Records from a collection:
++++++++++

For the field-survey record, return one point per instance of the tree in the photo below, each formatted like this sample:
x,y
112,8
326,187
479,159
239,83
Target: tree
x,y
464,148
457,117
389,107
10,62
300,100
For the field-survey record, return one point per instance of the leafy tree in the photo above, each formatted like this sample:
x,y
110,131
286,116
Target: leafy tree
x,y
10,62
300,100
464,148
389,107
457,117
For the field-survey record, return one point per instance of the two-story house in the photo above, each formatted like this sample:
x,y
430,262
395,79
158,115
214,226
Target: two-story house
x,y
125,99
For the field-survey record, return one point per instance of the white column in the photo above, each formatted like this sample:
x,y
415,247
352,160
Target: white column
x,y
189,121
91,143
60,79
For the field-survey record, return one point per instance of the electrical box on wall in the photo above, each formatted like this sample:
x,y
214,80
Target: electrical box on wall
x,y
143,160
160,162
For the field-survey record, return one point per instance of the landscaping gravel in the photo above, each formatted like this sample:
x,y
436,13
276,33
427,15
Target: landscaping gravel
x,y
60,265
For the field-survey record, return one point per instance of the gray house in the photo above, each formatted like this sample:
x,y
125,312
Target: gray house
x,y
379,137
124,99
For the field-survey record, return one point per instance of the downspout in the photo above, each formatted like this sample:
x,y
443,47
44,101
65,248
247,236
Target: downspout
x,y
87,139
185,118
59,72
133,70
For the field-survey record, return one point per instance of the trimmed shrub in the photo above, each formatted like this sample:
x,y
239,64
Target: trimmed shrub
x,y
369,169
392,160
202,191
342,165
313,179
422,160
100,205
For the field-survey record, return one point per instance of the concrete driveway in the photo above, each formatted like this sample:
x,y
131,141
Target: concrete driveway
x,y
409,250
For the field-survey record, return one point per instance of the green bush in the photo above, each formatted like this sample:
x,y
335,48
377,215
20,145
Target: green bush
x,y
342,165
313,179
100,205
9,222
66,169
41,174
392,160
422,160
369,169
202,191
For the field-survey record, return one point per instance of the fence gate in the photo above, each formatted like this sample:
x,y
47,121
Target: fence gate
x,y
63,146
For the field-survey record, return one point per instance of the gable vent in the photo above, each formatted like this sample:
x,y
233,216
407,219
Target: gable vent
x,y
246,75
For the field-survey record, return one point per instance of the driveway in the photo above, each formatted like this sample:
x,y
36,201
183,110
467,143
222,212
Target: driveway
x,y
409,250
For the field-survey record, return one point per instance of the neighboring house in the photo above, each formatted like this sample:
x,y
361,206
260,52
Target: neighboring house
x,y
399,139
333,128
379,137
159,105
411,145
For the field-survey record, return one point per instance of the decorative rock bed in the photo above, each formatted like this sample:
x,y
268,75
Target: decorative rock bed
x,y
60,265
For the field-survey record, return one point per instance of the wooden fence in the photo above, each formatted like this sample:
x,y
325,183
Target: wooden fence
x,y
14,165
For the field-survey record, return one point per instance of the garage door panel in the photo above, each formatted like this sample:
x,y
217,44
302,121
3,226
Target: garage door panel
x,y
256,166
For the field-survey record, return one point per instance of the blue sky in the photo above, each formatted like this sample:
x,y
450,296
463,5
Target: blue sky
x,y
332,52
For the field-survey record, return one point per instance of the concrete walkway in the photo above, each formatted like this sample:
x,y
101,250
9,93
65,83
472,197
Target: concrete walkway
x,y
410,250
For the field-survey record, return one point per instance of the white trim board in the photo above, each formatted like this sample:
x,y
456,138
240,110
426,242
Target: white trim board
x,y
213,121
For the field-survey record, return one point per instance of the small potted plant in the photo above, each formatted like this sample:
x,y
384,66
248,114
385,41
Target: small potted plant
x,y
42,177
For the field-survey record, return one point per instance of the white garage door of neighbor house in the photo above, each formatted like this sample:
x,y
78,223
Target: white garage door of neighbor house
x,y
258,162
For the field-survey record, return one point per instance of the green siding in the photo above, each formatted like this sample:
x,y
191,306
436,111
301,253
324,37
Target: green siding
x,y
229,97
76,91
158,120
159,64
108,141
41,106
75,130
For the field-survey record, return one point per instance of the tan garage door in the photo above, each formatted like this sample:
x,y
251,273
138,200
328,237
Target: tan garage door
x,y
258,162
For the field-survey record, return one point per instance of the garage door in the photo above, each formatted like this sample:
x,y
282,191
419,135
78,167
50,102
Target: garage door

++++++++++

Set out exactly the lines from the one bearing "of the small" through the end of the data, including both ends and omitting all others.

For the field-survey record, return one point per instance of the small potted plant in the photo above, each formatted like this sample:
x,y
384,66
248,114
385,41
Target: small potted plant
x,y
42,177
For the field-survey record, return one point per instance of the white garage door of neighbor house in the photo above, each formatted like this sample:
x,y
78,223
Target: white garage door of neighbor house
x,y
258,162
For the field-survey record, return one point per instance of the green siding in the photo above, each formatted like this sample:
x,y
191,306
436,111
301,253
324,37
Target: green siding
x,y
229,97
76,91
158,120
159,64
108,141
41,106
75,130
For the field-survey record, return one point per instance of the tan garage door in the photo above, each formatted like this sample:
x,y
251,273
138,200
328,237
Target: tan garage door
x,y
258,162
For the field-survey record, return one point per instance of the garage door in the photo above, each formatted like this sample:
x,y
282,191
419,135
78,167
50,102
Target: garage door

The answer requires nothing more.